== Segment start ==

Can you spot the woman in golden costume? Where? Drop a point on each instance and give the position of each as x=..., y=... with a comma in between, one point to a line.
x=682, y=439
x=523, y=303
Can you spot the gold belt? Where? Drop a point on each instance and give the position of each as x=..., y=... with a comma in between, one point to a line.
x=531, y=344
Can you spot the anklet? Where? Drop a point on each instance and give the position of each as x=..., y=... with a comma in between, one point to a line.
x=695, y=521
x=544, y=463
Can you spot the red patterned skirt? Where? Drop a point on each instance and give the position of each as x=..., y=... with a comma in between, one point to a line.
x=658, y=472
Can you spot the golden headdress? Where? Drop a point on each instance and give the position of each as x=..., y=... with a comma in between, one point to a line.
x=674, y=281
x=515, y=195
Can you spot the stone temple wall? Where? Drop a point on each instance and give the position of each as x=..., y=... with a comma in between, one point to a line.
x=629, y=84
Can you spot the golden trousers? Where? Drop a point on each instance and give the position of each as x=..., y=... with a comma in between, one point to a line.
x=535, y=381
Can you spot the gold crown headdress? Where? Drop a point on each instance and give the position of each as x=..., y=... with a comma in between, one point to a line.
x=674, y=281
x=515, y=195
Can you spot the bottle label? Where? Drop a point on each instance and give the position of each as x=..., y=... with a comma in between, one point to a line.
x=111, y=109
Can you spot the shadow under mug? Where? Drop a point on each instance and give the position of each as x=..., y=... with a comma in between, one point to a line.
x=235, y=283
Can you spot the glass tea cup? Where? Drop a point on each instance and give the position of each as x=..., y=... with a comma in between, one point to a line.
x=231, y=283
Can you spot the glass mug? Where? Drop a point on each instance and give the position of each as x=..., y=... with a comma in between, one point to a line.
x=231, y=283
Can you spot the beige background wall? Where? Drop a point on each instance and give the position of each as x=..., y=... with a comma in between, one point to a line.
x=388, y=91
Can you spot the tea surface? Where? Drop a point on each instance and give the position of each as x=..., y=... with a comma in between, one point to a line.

== Segment end ==

When copying the data above, keep every line exactly as written.

Can you spot the woman in golden costume? Where? Drop a point on each instance and give the position of each as x=..., y=... with a comma in between, one point to a line.
x=682, y=439
x=523, y=303
Can you spot the gold belt? Where? Drop a point on each instance and give the position of each as x=..., y=... with a comma in between, one point to a line.
x=531, y=344
Can you spot the anklet? Where? Drop a point on each instance and give the position of each as x=..., y=... with a comma in between, one point to a line.
x=695, y=521
x=544, y=463
Can you spot the red patterned skirt? Where? Drop a point on each instance and give the position of each as x=..., y=... with a comma in between, one point to a line.
x=658, y=472
Can you spot the golden headdress? Where? Drop a point on each instance and give the position of each as x=..., y=... with a comma in between, one point to a line.
x=674, y=281
x=515, y=195
Can you spot the stone temple wall? Where? Drop a point on each instance and give the position of each as x=..., y=... with a comma in between, one point to a line.
x=629, y=84
Can you spot the golden trousers? Where? Drop a point on each instance and give the position of each as x=..., y=... with a comma in between, one point to a line.
x=535, y=381
Can you spot the gold crown headdress? Where? Drop a point on each instance and give the position of each as x=..., y=... with a comma in between, one point to a line.
x=674, y=281
x=515, y=195
Can you spot the bottle label? Where? Drop a point on each instance and give the position of each as x=..., y=... with a comma in between, one point to a line.
x=111, y=109
Can you spot the shadow under mug? Where? Drop a point on each instance and give the position of each as x=..., y=... with a comma in between, one point to a line.
x=235, y=283
Can you spot the glass tea cup? Where? Drop a point on each instance and give the position of each as x=..., y=... with a comma in between, one point to a line.
x=231, y=283
Can you spot the glass mug? Where? Drop a point on each instance and give the position of each as x=..., y=... with a comma in between, one point to a line.
x=231, y=283
Can you spot the beige background wall? Where? Drop a point on each instance and give the position of each as x=..., y=... with a comma in between, one point to a line.
x=388, y=91
Can you spot the tea surface? Where? Drop a point on each instance and give the position of each as x=..., y=... with a comma in between, one point to a line.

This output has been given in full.